_SET EXERCISE:_
Revise the data from its beginning through the line containing "[[0, 0, 960, 382]]" by replacing "sky" with "open sky", leaving everything else unchanged, and return only those lines.

_MATERIAL FOR THIS EXERCISE:_
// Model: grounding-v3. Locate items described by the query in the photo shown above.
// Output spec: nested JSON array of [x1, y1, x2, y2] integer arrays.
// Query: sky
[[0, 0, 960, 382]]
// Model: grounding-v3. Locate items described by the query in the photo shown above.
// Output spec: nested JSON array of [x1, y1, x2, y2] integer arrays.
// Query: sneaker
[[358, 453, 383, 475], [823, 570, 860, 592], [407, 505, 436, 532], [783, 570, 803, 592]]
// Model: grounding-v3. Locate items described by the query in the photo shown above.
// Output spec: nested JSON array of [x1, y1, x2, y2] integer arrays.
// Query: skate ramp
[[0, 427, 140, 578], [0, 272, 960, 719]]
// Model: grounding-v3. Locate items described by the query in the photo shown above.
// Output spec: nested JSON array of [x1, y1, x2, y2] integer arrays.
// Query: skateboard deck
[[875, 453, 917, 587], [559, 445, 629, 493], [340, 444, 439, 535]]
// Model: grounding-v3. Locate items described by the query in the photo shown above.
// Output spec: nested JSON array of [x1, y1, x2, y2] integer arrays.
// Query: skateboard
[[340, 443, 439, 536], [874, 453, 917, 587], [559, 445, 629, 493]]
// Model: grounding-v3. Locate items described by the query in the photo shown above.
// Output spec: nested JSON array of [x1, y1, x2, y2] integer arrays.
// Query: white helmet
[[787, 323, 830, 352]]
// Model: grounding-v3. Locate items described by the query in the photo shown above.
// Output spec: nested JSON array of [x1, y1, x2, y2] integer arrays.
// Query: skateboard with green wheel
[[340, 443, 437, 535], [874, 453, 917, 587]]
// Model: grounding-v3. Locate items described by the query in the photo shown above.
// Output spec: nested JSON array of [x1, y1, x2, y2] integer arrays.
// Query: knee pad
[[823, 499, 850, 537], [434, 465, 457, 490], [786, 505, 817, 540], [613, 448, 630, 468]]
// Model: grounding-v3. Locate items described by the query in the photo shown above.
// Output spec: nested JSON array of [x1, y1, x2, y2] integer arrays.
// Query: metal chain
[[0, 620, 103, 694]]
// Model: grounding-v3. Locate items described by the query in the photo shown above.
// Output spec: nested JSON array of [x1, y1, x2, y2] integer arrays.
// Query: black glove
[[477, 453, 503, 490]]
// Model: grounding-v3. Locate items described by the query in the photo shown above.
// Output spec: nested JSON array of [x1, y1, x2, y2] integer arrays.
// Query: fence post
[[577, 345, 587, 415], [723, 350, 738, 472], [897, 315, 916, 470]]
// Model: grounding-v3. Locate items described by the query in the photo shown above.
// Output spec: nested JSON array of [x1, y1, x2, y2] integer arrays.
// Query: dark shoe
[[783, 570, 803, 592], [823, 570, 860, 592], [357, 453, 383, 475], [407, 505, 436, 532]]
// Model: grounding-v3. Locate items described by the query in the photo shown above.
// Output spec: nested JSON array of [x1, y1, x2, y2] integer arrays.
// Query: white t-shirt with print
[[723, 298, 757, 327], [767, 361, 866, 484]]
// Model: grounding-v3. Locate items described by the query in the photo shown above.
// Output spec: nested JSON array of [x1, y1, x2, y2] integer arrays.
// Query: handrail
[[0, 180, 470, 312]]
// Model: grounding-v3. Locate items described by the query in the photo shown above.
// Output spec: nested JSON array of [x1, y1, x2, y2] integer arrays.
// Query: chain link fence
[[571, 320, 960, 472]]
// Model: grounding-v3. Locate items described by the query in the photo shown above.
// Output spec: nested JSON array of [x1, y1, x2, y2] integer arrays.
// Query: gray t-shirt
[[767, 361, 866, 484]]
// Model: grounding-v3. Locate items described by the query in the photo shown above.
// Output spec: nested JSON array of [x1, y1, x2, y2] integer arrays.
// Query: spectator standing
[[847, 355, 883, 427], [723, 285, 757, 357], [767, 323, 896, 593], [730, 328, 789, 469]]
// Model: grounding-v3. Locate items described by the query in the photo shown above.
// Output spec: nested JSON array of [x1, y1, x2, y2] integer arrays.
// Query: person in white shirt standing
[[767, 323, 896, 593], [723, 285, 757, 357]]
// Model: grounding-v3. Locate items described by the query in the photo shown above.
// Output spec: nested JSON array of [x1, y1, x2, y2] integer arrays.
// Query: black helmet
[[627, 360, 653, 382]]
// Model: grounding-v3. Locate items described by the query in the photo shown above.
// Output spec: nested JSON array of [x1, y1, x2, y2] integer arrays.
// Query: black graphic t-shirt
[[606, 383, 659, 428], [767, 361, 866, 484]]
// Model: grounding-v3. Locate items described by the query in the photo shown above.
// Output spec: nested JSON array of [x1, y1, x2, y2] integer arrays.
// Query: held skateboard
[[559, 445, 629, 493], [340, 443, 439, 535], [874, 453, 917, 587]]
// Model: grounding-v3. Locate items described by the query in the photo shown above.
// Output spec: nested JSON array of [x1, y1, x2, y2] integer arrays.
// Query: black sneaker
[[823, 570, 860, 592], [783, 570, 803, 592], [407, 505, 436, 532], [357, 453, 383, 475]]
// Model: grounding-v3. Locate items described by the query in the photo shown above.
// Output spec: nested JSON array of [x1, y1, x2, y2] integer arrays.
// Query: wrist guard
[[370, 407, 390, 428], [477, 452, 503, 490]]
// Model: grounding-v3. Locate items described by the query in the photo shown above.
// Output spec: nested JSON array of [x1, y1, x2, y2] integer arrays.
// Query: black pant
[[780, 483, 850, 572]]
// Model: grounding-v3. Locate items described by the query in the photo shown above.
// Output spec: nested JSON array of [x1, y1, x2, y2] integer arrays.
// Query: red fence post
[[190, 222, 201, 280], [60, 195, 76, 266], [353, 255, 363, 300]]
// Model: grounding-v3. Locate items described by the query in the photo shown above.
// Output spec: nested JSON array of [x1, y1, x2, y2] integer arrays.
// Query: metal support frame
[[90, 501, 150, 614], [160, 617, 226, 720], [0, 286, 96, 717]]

_EXERCISE RESPONSE:_
// Model: grounding-v3. Locate items described by the query in the photo shown above.
// Output spec: nested JSON array of [x1, y1, x2, y2] integer arrays.
// Query: open sky
[[0, 0, 960, 382]]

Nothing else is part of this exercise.